Part of a data file
┌──
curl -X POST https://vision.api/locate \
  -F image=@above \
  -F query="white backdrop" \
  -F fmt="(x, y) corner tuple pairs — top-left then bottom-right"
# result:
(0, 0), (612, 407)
└──
*OBJECTIVE*: In the lines above, switch "backdrop" to "background" and leave everything else as it is.

*RESULT FOR THIS EXERCISE*:
curl -X POST https://vision.api/locate \
  -F image=@above \
  -F query="white background" \
  -F fmt="(x, y) corner tuple pairs — top-left then bottom-right"
# result:
(0, 0), (612, 407)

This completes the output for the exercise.